### PASSAGE TO READ

━━━━━━

Transform Module
The Transform module provides client-side ETL for normalization, enrichment, and reshaping of data. All transforms are compiled to bytecode and executed in Rust/WASM for maximum performance.
Purpose
Apply ETL transformations to row data, including:
- Type coercion and casting
- Value derivation with expressions
- Column renaming
- Row filtering
- String, numeric, and date manipulations
- Conditional transformations
Transforms execute after masking and before profiling in the pipeline.
Architecture
┌─────────────────────────────────────────────────────────────┐
│ Hero Layer (@rowops/transform) │
│ transformData() / transformArrowData() │
│ - JSON → Arrow IPC conversion │
│ - Worker lifecycle management │
│ - Hook event routing │
└─────────────────────────────────────────────────────────────┘
│
▼
┌─────────────────────────────────────────────────────────────┐
│ Worker Layer │
│ transform.worker.ts │
│ - TRANSFORM_INIT / TRANSFORM_RUN_CHUNK_ARROW protocol │
│ - Hook event emission │
│ - DSL compilation to bytecode │
└─────────────────────────────────────────────────────────────┘
│
▼
┌─────────────────────────────────────────────────────────────┐
│ WASM Engine │
│ run_transform_arrow() │
│ - Bytecode VM execution │
│ - Arrow IPC in, Arrow IPC out │
└─────────────────────────────────────────────────────────────┘
All row-level operations execute in WASM. TypeScript handles only DSL construction and result handling.
Installation
npm install @rowops/transform
# For React integration:
npm install @rowops/transform-react
High-Level API
transformData()

━━━━━━

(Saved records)
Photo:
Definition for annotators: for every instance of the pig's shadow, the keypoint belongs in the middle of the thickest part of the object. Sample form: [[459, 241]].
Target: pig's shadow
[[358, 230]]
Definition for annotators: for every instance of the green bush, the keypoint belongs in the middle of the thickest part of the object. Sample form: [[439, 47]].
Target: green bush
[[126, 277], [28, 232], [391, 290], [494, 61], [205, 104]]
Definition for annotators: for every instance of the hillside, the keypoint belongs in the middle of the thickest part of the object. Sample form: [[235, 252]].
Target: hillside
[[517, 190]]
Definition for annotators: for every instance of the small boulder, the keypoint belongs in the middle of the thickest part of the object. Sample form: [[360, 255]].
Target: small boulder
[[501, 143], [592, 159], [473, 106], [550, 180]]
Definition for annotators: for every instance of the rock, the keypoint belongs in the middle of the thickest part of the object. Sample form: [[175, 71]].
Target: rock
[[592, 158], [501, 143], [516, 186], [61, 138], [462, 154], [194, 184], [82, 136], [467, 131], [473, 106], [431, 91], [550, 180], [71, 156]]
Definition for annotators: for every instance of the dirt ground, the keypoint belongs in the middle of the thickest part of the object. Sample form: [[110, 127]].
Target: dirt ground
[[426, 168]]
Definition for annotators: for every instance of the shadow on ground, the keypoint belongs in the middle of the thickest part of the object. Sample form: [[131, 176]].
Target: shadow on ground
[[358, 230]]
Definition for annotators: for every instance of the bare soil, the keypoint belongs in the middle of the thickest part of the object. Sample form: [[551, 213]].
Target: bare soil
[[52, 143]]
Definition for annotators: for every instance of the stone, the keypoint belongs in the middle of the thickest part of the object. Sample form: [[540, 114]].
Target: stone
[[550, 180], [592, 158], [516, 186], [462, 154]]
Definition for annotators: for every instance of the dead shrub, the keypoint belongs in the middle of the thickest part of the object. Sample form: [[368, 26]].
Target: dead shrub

━━━━━━

### STATED TASK
According to the Transform module page, where do transforms run in the pipeline? Work only from the Transform module page.

### SOLUTION FOR THIS PROBLEM
They run after masking and before profiling.